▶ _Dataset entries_
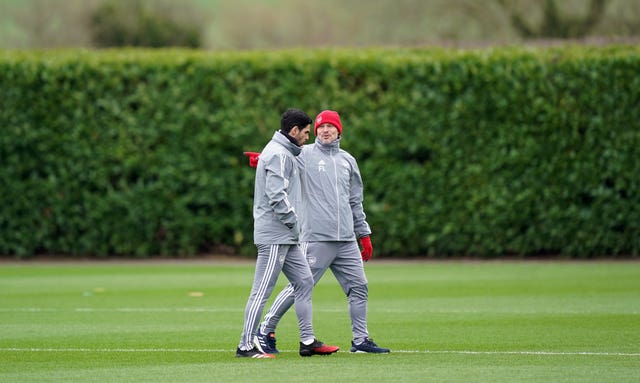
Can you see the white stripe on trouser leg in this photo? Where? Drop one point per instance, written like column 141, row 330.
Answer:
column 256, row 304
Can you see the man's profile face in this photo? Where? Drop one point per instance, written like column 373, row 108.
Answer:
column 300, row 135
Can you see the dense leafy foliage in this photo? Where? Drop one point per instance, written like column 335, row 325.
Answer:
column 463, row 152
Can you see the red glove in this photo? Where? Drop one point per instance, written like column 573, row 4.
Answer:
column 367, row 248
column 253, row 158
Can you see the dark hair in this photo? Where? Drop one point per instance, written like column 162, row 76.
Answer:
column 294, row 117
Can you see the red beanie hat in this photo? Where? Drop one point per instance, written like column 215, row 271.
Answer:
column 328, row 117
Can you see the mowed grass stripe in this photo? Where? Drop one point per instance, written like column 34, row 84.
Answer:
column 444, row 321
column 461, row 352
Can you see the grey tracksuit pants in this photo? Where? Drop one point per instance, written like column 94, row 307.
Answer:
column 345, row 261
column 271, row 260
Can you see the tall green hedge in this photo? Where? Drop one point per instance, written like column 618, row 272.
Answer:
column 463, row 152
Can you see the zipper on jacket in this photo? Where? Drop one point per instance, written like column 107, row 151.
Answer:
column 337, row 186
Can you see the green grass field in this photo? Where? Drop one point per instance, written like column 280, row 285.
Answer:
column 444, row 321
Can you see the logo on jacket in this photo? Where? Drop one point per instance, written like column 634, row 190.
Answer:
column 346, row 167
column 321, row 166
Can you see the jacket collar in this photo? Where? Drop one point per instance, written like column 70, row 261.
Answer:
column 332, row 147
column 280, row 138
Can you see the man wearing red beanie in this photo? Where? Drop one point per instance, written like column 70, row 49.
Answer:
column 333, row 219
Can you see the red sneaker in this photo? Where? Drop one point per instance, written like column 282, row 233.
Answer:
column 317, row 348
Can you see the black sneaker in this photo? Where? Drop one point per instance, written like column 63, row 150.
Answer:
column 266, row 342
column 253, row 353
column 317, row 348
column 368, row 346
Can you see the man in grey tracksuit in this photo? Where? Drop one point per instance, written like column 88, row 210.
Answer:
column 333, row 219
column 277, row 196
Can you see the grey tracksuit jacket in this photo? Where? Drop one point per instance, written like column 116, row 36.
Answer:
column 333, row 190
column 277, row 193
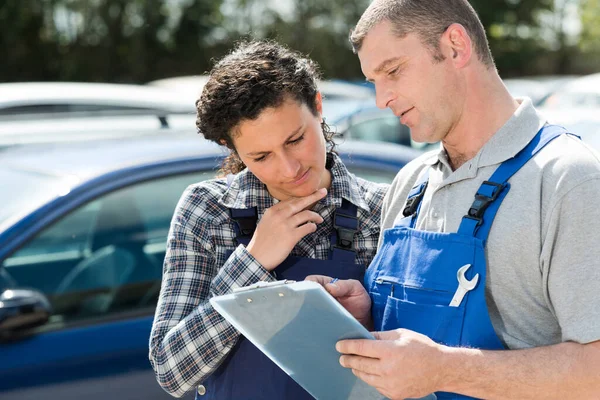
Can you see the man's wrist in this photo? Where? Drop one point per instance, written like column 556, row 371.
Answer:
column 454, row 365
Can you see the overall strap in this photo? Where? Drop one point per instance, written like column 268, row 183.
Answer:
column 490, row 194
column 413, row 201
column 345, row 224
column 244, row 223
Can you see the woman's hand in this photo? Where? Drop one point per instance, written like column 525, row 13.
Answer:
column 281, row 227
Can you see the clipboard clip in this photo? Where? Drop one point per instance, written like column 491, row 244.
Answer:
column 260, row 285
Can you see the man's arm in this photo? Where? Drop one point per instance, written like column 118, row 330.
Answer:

▶ _To do_
Set down exactly the lines that begin with the one containing "Can you see the overall" and end with the last line above, and no others.

▶ _Result of this exercise_
Can you see the overall strap in this photo? Where? Drop one point per instance, written like column 268, row 183.
Answer:
column 490, row 194
column 413, row 201
column 345, row 224
column 244, row 223
Can you see the woman's hand in this photo? Where? Drop one point per instance, written like column 525, row 13.
Answer:
column 281, row 227
Can you see the clipboard clip in this photo? Where? Drop one point per instance, written like column 491, row 244.
Answer:
column 260, row 285
Can you see the man's arm in this photo? Where? Drop one point per instance, written like column 118, row 330.
Answer:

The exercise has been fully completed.